» **AVAILABLE RECORDS**
------------------------------------

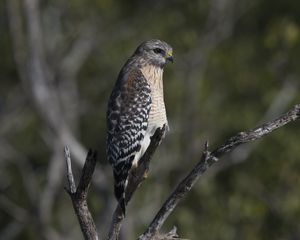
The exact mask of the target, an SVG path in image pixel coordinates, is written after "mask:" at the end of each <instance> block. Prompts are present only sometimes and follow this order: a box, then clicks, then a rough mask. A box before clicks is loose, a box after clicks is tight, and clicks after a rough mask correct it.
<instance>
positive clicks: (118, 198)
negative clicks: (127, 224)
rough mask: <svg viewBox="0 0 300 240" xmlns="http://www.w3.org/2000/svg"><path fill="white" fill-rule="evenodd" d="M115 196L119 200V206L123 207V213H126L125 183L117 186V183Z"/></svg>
mask: <svg viewBox="0 0 300 240" xmlns="http://www.w3.org/2000/svg"><path fill="white" fill-rule="evenodd" d="M115 196H116V199H117V200H118V202H119V206H120V208H121V209H122V212H123V215H124V216H125V214H126V204H125V184H123V183H122V184H121V185H119V186H117V185H116V184H115Z"/></svg>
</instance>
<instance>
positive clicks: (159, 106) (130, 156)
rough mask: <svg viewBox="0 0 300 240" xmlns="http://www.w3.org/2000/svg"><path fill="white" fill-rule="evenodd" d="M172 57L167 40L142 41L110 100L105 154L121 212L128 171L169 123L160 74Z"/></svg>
mask: <svg viewBox="0 0 300 240" xmlns="http://www.w3.org/2000/svg"><path fill="white" fill-rule="evenodd" d="M172 60H173V58H172V48H171V47H170V46H169V45H168V44H167V43H165V42H163V41H160V40H155V39H154V40H149V41H146V42H143V43H142V44H141V45H140V46H139V47H138V48H137V49H136V51H135V52H134V54H133V55H132V56H131V57H130V58H129V59H128V61H127V62H126V63H125V65H124V66H123V68H122V69H121V71H120V73H119V76H118V79H117V82H116V84H115V86H114V89H113V91H112V94H111V96H110V99H109V103H108V110H107V128H108V130H107V132H108V136H107V157H108V161H109V162H110V164H111V165H112V167H113V173H114V179H115V195H116V198H117V200H118V202H119V204H120V206H121V208H122V210H123V213H124V214H125V189H126V184H127V177H128V173H129V171H130V170H131V168H132V167H135V166H137V164H138V161H139V160H140V158H141V157H142V156H143V154H144V152H145V151H146V149H147V147H148V146H149V144H150V137H151V136H152V135H153V134H154V132H155V130H156V128H158V127H162V126H163V125H164V124H166V125H168V122H167V116H166V110H165V104H164V94H163V80H162V77H163V68H164V66H165V64H166V63H167V62H168V61H172Z"/></svg>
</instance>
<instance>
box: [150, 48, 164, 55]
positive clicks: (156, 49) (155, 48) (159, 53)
mask: <svg viewBox="0 0 300 240" xmlns="http://www.w3.org/2000/svg"><path fill="white" fill-rule="evenodd" d="M153 52H155V53H156V54H164V53H165V51H164V50H163V49H161V48H154V49H153Z"/></svg>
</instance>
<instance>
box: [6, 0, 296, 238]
mask: <svg viewBox="0 0 300 240" xmlns="http://www.w3.org/2000/svg"><path fill="white" fill-rule="evenodd" d="M36 1H37V0H6V1H1V2H0V13H1V14H0V49H1V57H0V83H1V87H0V180H1V181H0V191H1V192H0V239H5V240H8V239H24V240H27V239H30V240H35V239H47V240H56V239H57V240H58V239H72V240H75V239H82V236H81V233H80V228H79V225H78V223H77V219H76V217H75V214H74V211H73V208H72V205H71V201H70V199H69V197H68V195H67V194H66V193H65V191H64V189H63V187H64V186H65V185H66V179H65V178H66V176H65V162H64V156H63V147H64V145H69V147H70V149H71V152H72V156H73V167H74V171H75V172H76V177H78V173H79V170H80V168H81V166H82V163H83V161H84V159H85V154H86V149H87V148H93V149H97V150H98V151H99V154H100V161H99V163H98V165H97V171H96V173H95V175H94V180H93V184H92V187H91V191H90V195H89V204H90V207H91V211H92V213H93V216H94V218H95V221H96V224H97V227H98V230H99V232H100V235H101V236H104V235H105V233H106V232H107V229H108V225H109V223H110V220H111V215H112V211H113V209H114V207H115V205H116V201H115V199H114V196H113V190H112V189H113V187H112V181H113V180H112V174H111V168H110V166H109V165H108V163H107V161H106V157H105V138H106V134H105V128H106V126H105V112H106V103H107V100H108V97H109V94H110V92H111V89H112V87H113V84H114V82H115V79H116V77H117V74H118V71H119V70H120V68H121V67H122V64H123V63H124V62H125V61H126V59H127V58H128V57H129V56H130V55H131V54H132V52H133V51H134V49H135V48H136V47H137V45H138V44H140V43H141V42H142V41H144V40H146V39H150V38H159V39H162V40H165V41H166V42H168V43H169V44H170V45H171V46H173V49H174V56H175V63H174V64H173V65H168V66H167V67H166V69H165V74H164V88H165V102H166V106H167V114H168V119H169V124H170V128H171V131H170V132H169V133H168V135H167V137H166V139H165V140H164V141H163V143H162V145H161V146H160V147H159V150H158V151H157V153H156V154H155V157H154V158H153V160H152V162H151V170H150V173H149V178H148V180H147V181H145V182H144V184H143V185H142V187H141V188H140V189H139V190H138V191H137V193H136V194H135V196H134V199H133V200H132V201H131V202H130V205H129V209H128V216H127V219H126V221H125V224H124V226H123V229H122V239H135V238H136V237H137V236H138V235H139V234H140V233H142V232H143V230H144V229H145V227H146V226H147V225H148V224H149V222H150V221H151V220H152V218H153V217H154V215H155V213H156V212H157V210H158V209H159V207H160V206H161V205H162V203H163V201H164V200H165V199H166V197H167V196H168V195H169V193H170V191H172V189H174V186H175V185H176V184H177V183H178V182H179V180H180V179H181V178H182V177H184V176H185V175H186V174H187V173H188V171H189V170H190V169H191V168H192V167H193V166H194V165H195V164H196V163H197V161H198V160H199V158H200V155H201V151H202V149H203V145H204V142H205V140H209V142H210V145H211V146H210V148H211V149H213V148H214V147H216V146H217V145H219V144H221V143H222V142H224V141H225V140H226V138H228V137H230V136H231V135H234V134H235V133H237V132H239V131H242V130H247V129H250V128H253V127H255V126H257V125H258V124H259V123H262V122H264V121H267V120H270V119H272V118H274V117H276V116H278V115H280V114H281V113H283V112H284V111H286V110H288V109H289V108H291V107H292V106H293V105H294V104H296V103H299V102H300V96H299V94H298V92H299V74H300V67H299V61H300V44H299V43H300V2H299V1H295V0H277V1H271V0H253V1H246V0H211V1H207V0H202V1H183V0H172V1H158V0H156V1H137V0H136V1H109V0H90V1H83V0H72V1H66V0H52V1H38V3H37V2H36ZM299 134H300V128H299V122H298V123H293V124H290V125H288V126H286V127H284V128H281V129H280V130H278V131H276V132H274V133H272V134H271V135H268V136H267V137H265V138H264V139H262V140H259V141H257V142H255V143H253V144H248V145H246V146H245V147H243V146H242V147H239V148H238V150H236V151H235V152H234V153H232V154H230V155H227V156H226V157H225V158H224V159H222V161H220V162H219V163H217V164H216V165H214V166H213V167H212V169H210V170H209V171H208V172H206V173H205V175H204V176H202V177H201V179H200V181H199V182H198V184H197V185H196V186H195V187H194V188H193V189H192V191H191V192H190V193H189V194H188V197H187V198H185V199H184V201H183V202H182V203H180V204H179V205H178V207H177V208H176V209H175V211H174V212H173V213H172V215H171V216H170V218H169V219H168V221H167V223H166V226H165V230H170V228H171V227H172V226H173V225H176V226H177V227H178V232H179V233H180V236H182V237H185V238H188V239H201V240H206V239H207V240H212V239H220V240H232V239H245V240H250V239H266V240H269V239H274V240H277V239H278V240H279V239H290V240H294V239H300V221H299V217H300V188H299V184H300V174H299V173H300V139H299Z"/></svg>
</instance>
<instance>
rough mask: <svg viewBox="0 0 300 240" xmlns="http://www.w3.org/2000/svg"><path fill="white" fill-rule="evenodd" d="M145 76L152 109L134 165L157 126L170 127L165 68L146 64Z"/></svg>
mask: <svg viewBox="0 0 300 240" xmlns="http://www.w3.org/2000/svg"><path fill="white" fill-rule="evenodd" d="M141 71H142V73H143V75H144V77H145V78H146V79H147V81H148V83H149V85H150V89H151V109H150V113H149V118H148V127H147V130H146V133H145V136H144V139H143V140H142V143H141V150H140V151H139V153H138V154H136V156H135V158H134V161H133V166H137V162H138V161H139V160H140V158H141V157H142V156H143V155H144V153H145V151H146V150H147V148H148V146H149V144H150V141H151V139H150V137H151V136H153V134H154V133H155V130H156V129H157V128H161V127H163V125H165V124H166V129H167V130H168V129H169V126H168V120H167V114H166V108H165V101H164V89H163V79H162V78H163V69H162V68H160V67H156V66H153V65H146V66H143V67H142V68H141Z"/></svg>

------------------------------------

» **AIM OF THE TASK**
Take from the material above the lines running from the one with "positive clicks: (118, 198)" through the one with "box: [150, 48, 164, 55]", and repeat them exactly, with nothing else.

» **EXERCISE OUTPUT**
positive clicks: (118, 198)
negative clicks: (127, 224)
rough mask: <svg viewBox="0 0 300 240" xmlns="http://www.w3.org/2000/svg"><path fill="white" fill-rule="evenodd" d="M115 196L119 200V206L123 207V213H126L125 183L117 186V183Z"/></svg>
mask: <svg viewBox="0 0 300 240" xmlns="http://www.w3.org/2000/svg"><path fill="white" fill-rule="evenodd" d="M115 196H116V199H117V200H118V202H119V206H120V208H121V209H122V212H123V215H124V216H125V214H126V204H125V184H123V183H122V184H121V185H119V186H117V185H116V184H115Z"/></svg>
</instance>
<instance>
positive clicks: (159, 106) (130, 156)
rough mask: <svg viewBox="0 0 300 240" xmlns="http://www.w3.org/2000/svg"><path fill="white" fill-rule="evenodd" d="M172 57L167 40L142 41L110 100L105 154L121 212L128 171L169 123L160 74Z"/></svg>
mask: <svg viewBox="0 0 300 240" xmlns="http://www.w3.org/2000/svg"><path fill="white" fill-rule="evenodd" d="M172 60H173V58H172V48H171V47H170V46H169V45H168V44H167V43H165V42H163V41H160V40H155V39H154V40H149V41H146V42H143V43H142V44H141V45H140V46H139V47H138V48H137V49H136V51H135V52H134V54H133V55H132V56H131V57H130V58H129V59H128V61H127V62H126V63H125V65H124V66H123V68H122V69H121V71H120V73H119V76H118V79H117V82H116V84H115V86H114V89H113V91H112V94H111V96H110V99H109V103H108V110H107V128H108V130H107V132H108V136H107V157H108V161H109V162H110V164H111V165H112V167H113V173H114V179H115V195H116V198H117V200H118V202H119V204H120V206H121V208H122V210H123V213H124V214H125V189H126V184H127V177H128V173H129V171H130V170H131V168H132V167H135V166H137V164H138V161H139V160H140V158H141V157H142V156H143V154H144V152H145V151H146V149H147V147H148V146H149V144H150V137H151V136H152V135H153V134H154V132H155V130H156V128H158V127H162V126H163V125H164V124H166V125H168V122H167V116H166V110H165V104H164V94H163V80H162V77H163V68H164V66H165V64H166V63H167V62H168V61H172Z"/></svg>
</instance>
<instance>
box: [150, 48, 164, 55]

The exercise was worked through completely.